# Énoncé
Reproduisez intégralement la chronique musicale ci-dessous, sans en modifier un seul mot.

*** Texte de la page ***

Le violon et l’accordéon diatonique sont les
espèces les plus répandues dans le biotope trad. À l’opposé, le uillean pipe,
par exemple, compte peu d’adeptes en France ; dès lors il paraît plus facile
pour un piper de sortir du lot. Quant aux autres (les joueurs des
instruments les plus répandus), il faut bien faire du chemin, travailler dur,
ne jamais s’avouer vaincu…
Ces deux jeunes musiciens semblent avoir répondu
à ces exigences et à mon avis sont bien partis pour se tailler une jolie
carrière dans le néo-trad, grâce notamment à une belle virtuosité qui sert la
simplicité : « J’aime cette musique parce qu’elle est simple, elle n’est pas
facile, mais simple (…) » (Baltazar Montanaro). Effectivement, pour moi, c’est
une musique dénuée de questionnements inutiles, elle va à l’essentiel et
l’auditeur la reçoit telle quelle, sans essayer de démêler le pourquoi du
comment (c’est normal, ces questions ne préexistent pas ici). On sent bien
malgré tout l’ensemble d’influences relativement récentes (j’entends des parfums
de Blowzabella…) ou plus intemporelles, comme
par exemple le répertoire tzigane roumain. Leurs compositions me rappellent
parfois un certain courant répétitif d’avant-garde, mais la charpente sur
laquelle elles s’appuient demeure assez conventionnelle : au cours de l’écoute,
l’harmonie qui présage souvent une nouvelle forme reste assez classique, malgré
quelques dissonances « bartokiennes » bien senties : on pense au plus
célèbre des ethnomusicologues à travers ses duos
de violon inspirés des danses ou des berceuses de Hongrie…
Et, à ce sujet, les compositions de Sophie
Cavez ont une configuration qui interpelle : elle paraît affectionner tout
particulièrement les rythmes dissymétriques et composés, ce qui au demeurant
constitue l’un des outils de base de ce jeune duo. En parallèle, les aksak
en 9/8 ou 7/8 n’empêchent pourtant pas les « notes de velours » dont
parle Didier Mélon (de la radio RTBF). Mais « l’Orient est grand »,
nous répètera certainement Jacky Molard, et Montanaro et Cavez n’ont pas fini
d’explorer les musiques d’Europe Centrale : ils nous apportent des échantillons
tous azimuts qui toutefois constituent le matériau très cohérent de cet album.

*** Données extraites ***

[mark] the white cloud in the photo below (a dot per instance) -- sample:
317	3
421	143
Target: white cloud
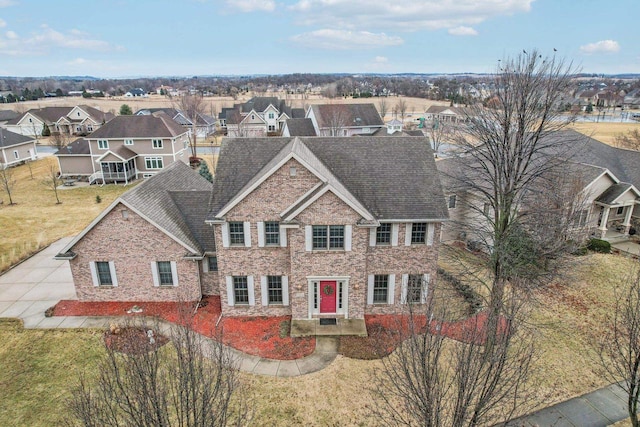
462	31
252	5
345	40
603	46
43	41
404	15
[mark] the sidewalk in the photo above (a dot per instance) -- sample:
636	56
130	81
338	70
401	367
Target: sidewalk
38	283
599	408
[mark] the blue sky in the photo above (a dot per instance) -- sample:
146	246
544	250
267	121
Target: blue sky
122	38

***

# Corrigé
Le violon et l’accordéon diatonique sont les
espèces les plus répandues dans le biotope trad. À l’opposé, le uillean pipe,
par exemple, compte peu d’adeptes en France ; dès lors il paraît plus facile
pour un piper de sortir du lot. Quant aux autres (les joueurs des
instruments les plus répandus), il faut bien faire du chemin, travailler dur,
ne jamais s’avouer vaincu…
Ces deux jeunes musiciens semblent avoir répondu
à ces exigences et à mon avis sont bien partis pour se tailler une jolie
carrière dans le néo-trad, grâce notamment à une belle virtuosité qui sert la
simplicité : « J’aime cette musique parce qu’elle est simple, elle n’est pas
facile, mais simple (…) » (Baltazar Montanaro). Effectivement, pour moi, c’est
une musique dénuée de questionnements inutiles, elle va à l’essentiel et
l’auditeur la reçoit telle quelle, sans essayer de démêler le pourquoi du
comment (c’est normal, ces questions ne préexistent pas ici). On sent bien
malgré tout l’ensemble d’influences relativement récentes (j’entends des parfums
de Blowzabella…) ou plus intemporelles, comme
par exemple le répertoire tzigane roumain. Leurs compositions me rappellent
parfois un certain courant répétitif d’avant-garde, mais la charpente sur
laquelle elles s’appuient demeure assez conventionnelle : au cours de l’écoute,
l’harmonie qui présage souvent une nouvelle forme reste assez classique, malgré
quelques dissonances « bartokiennes » bien senties : on pense au plus
célèbre des ethnomusicologues à travers ses duos
de violon inspirés des danses ou des berceuses de Hongrie…
Et, à ce sujet, les compositions de Sophie
Cavez ont une configuration qui interpelle : elle paraît affectionner tout
particulièrement les rythmes dissymétriques et composés, ce qui au demeurant
constitue l’un des outils de base de ce jeune duo. En parallèle, les aksak
en 9/8 ou 7/8 n’empêchent pourtant pas les « notes de velours » dont
parle Didier Mélon (de la radio RTBF). Mais « l’Orient est grand »,
nous répètera certainement Jacky Molard, et Montanaro et Cavez n’ont pas fini
d’explorer les musiques d’Europe Centrale : ils nous apportent des échantillons
tous azimuts qui toutefois constituent le matériau très cohérent de cet album.